## Given request
Copy all of the rows below word for word, leaving nothing out and changing nothing.

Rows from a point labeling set
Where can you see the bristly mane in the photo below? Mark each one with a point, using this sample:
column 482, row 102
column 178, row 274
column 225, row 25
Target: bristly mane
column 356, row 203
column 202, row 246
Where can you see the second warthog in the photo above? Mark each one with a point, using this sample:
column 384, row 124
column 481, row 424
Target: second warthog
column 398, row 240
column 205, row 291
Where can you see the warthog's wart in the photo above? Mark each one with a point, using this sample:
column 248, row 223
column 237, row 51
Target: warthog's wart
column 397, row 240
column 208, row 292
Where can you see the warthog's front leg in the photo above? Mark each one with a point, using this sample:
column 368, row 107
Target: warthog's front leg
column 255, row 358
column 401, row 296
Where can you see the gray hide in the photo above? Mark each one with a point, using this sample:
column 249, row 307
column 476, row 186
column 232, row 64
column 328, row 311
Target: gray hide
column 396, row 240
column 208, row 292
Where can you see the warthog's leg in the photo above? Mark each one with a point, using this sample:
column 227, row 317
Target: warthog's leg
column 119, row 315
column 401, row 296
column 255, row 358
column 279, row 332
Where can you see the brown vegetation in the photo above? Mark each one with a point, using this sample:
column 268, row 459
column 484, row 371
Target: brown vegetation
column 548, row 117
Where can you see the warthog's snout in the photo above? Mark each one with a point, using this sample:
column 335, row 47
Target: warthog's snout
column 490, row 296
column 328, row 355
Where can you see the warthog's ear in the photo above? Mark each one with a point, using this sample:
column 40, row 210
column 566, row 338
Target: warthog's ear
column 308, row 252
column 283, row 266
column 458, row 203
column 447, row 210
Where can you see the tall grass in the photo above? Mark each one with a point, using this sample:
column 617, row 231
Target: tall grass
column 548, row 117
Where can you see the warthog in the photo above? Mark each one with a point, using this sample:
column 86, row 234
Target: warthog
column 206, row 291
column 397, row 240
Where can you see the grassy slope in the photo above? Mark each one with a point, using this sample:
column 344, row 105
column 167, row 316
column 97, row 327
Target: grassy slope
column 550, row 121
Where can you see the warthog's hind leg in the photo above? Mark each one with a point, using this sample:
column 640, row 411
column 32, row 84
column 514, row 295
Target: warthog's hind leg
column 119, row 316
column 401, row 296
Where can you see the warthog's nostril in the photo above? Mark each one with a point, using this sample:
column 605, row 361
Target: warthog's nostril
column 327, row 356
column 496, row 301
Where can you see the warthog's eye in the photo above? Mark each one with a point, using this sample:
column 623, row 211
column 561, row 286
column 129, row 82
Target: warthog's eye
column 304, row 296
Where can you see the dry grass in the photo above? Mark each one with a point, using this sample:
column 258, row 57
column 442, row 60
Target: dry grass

## Answer below
Where can you see the bristly mane in the photo below? Mark each one with a point, using this sample:
column 482, row 102
column 178, row 274
column 225, row 25
Target: bristly mane
column 356, row 203
column 202, row 246
Where can you see the second warthog in the photo above? Mark each one with a point, using this sample:
column 384, row 124
column 481, row 424
Target: second warthog
column 398, row 240
column 205, row 291
Where can you see the warthog's wart in the photo above? Mark each one with a point, using this sample:
column 248, row 223
column 237, row 51
Target: warthog's wart
column 397, row 240
column 208, row 292
Where can you see the warthog's front leg in the photo above? Mark each one with a point, using this sample:
column 368, row 107
Target: warthog's front leg
column 255, row 358
column 401, row 296
Where can you see the gray hide in the photo above? Mark each one with a point, using this sample:
column 249, row 307
column 476, row 186
column 232, row 64
column 328, row 311
Target: gray hide
column 396, row 240
column 208, row 292
Where can you see the warthog's leg in the photo above? Mark each one with a point, using this sample:
column 227, row 317
Target: warthog's leg
column 119, row 315
column 401, row 296
column 255, row 358
column 279, row 332
Where can you see the brown vegetation in the photo above? Mark each one with a point, using this sample:
column 268, row 459
column 484, row 371
Target: brown vegetation
column 548, row 117
Where can you see the warthog's snout in the photo above? Mark each one with a point, using this sample:
column 335, row 47
Target: warthog's snout
column 490, row 296
column 328, row 355
Where can you see the warthog's ear in the photo above? Mark each one with a point, using this sample:
column 40, row 210
column 566, row 338
Target: warthog's ear
column 308, row 252
column 283, row 266
column 458, row 203
column 447, row 210
Where can you see the tall grass in the photo above? Mark each one with a point, using this sample:
column 617, row 231
Target: tall grass
column 548, row 117
Where can you see the warthog in the photo above? Mark each one with a point, using this sample:
column 86, row 234
Target: warthog
column 206, row 291
column 397, row 240
Where can you see the grassy slope in the photo above? Mark each one with a point, using this sample:
column 344, row 105
column 167, row 316
column 97, row 327
Target: grassy slope
column 550, row 121
Where can you see the warthog's hind leg in the photo above? Mark each one with a point, using this sample:
column 640, row 411
column 32, row 84
column 514, row 295
Target: warthog's hind leg
column 119, row 316
column 401, row 296
Where can you see the warthog's nostril in the photo above? Mark each one with a point, using this sample:
column 605, row 361
Target: warthog's nostril
column 327, row 356
column 496, row 301
Where can you see the warthog's eye in the photo above? Mark each one with a point, using this sample:
column 623, row 211
column 561, row 286
column 129, row 82
Target: warthog's eye
column 304, row 296
Where can you see the dry grass in the photo above? Mark each one with a point, using this sample:
column 258, row 57
column 442, row 60
Target: dry grass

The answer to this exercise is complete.